» Problem to solve
The entries below must be transcribed exactly. Leave nothing out.

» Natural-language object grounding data
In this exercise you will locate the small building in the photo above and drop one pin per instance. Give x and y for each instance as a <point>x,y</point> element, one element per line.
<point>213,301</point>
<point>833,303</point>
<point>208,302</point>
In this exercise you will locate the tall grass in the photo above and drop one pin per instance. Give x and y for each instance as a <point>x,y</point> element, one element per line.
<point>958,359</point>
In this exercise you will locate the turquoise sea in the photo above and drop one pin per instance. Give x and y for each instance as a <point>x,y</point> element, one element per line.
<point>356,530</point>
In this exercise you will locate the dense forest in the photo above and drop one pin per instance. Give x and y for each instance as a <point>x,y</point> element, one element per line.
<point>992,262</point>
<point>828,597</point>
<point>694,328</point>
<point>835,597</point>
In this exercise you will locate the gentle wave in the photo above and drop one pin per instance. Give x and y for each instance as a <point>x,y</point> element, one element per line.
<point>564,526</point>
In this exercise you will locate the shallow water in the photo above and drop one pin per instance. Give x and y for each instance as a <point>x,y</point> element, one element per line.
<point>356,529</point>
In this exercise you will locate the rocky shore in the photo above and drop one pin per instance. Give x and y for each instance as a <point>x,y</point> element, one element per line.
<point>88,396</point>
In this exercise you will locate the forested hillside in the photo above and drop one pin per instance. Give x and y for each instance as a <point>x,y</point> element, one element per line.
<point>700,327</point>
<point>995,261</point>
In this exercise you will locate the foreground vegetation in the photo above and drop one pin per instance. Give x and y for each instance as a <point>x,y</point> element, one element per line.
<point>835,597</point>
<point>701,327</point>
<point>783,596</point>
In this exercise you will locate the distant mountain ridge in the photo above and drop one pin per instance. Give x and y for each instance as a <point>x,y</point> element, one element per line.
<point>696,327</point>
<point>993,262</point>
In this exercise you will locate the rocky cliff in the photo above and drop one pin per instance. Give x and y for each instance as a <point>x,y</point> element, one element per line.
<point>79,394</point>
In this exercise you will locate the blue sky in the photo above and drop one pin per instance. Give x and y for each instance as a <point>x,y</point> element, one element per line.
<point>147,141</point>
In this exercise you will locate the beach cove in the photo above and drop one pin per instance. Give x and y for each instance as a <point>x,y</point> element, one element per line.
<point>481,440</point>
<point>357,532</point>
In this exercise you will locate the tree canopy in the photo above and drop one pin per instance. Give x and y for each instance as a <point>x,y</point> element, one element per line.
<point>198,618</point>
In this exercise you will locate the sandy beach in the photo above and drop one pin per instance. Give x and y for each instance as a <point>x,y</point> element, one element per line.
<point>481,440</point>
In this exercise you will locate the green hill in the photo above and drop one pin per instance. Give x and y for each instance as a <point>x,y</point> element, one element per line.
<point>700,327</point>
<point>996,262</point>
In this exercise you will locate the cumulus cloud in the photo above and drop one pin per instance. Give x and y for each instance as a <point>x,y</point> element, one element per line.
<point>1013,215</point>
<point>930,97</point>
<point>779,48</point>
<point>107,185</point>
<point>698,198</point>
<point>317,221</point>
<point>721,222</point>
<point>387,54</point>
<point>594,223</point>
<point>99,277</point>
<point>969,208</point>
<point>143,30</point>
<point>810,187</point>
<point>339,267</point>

» Output for this task
In this exercise you will locate the small building in the photo above and drop one pin per instance. Give x and y for each instance as a <point>x,y</point> element, one element per line.
<point>213,301</point>
<point>833,303</point>
<point>208,302</point>
In this exercise you will locate the tall grass in the photo above and drop one pin per instance. Give x and y for each instance as a <point>x,y</point> element, one element per line.
<point>958,359</point>
In this exercise you will locate the turquoise sea in the photo above and drop one pin per instance. Give x and y for each instance as a <point>x,y</point> element, one element per line.
<point>356,530</point>
In this exercise you will locate the dense forest in the photo above and drop one pin per instance. Give x and y for each instance as a <point>x,y</point> element, one element per line.
<point>992,262</point>
<point>828,597</point>
<point>694,328</point>
<point>835,597</point>
In this exercise you will locate the gentle wave in the photo above and drop one pin per instance. Give x and y for each instance as a <point>x,y</point> element, one element per line.
<point>564,526</point>
In this exercise you will locate the shallow water in the photo above and drop one pin per instance. Give x and y for each instance as a <point>x,y</point> element, one element per line.
<point>356,529</point>
In this exercise you will locate the rocky shore in the photo above and drop one pin per instance. Give x and y for each instance as a <point>x,y</point> element, one element per line.
<point>88,396</point>
In this exercise you will locate the forested hillside in the photo above and drop one pin per instance. Give x and y for each instance as a <point>x,y</point> element, one element per line.
<point>700,327</point>
<point>995,261</point>
In this exercise you will locate the foreground vegetation in the photo above and drop one pin per instance. Give x and y for each instance as a <point>x,y</point> element, one element per line.
<point>835,597</point>
<point>701,327</point>
<point>783,596</point>
In this exercise you will locate the distant mountain ridge in the photo above and drop one pin per instance. Give x and y for each instance as a <point>x,y</point> element, one element per line.
<point>696,327</point>
<point>993,262</point>
In this exercise you will locate the rocky cliff in the photo above and drop one pin per instance. Give x and y for each instance as a <point>x,y</point> element, one element per line.
<point>79,394</point>
In this exercise you will locate the blue sky in the photo above and drop one pin per instance. Give x and y for each instance as a <point>x,y</point> element, one element per line.
<point>147,141</point>
In this exercise you will locate the beach cove in the photo above and drop one pin per instance. Give x and y for each instance as a <point>x,y</point> element, one element per line.
<point>481,440</point>
<point>357,532</point>
In this exercise you will locate the tree canopy in the photo above and drop one pin per instance. Give x and y for each instance as a <point>x,y</point> element, one element per line.
<point>198,618</point>
In this exercise you will locate the sandy beach in the photo above and drop one pin per instance. Give x and y for each instance as a <point>x,y</point> element, one element per line.
<point>481,440</point>
In this exercise you will locate the green hill in the photo above and drop one pin per instance. Give x and y for each instance as a <point>x,y</point> element, one element per line.
<point>700,327</point>
<point>996,262</point>
In this exercise you will locate the cumulus cloud in the photo above and drop one pin per instance. Give x and y for each instance as a <point>x,y</point> element, one element per line.
<point>1013,215</point>
<point>930,97</point>
<point>779,48</point>
<point>107,185</point>
<point>698,198</point>
<point>317,221</point>
<point>721,222</point>
<point>387,54</point>
<point>594,223</point>
<point>99,277</point>
<point>969,208</point>
<point>143,30</point>
<point>810,187</point>
<point>339,267</point>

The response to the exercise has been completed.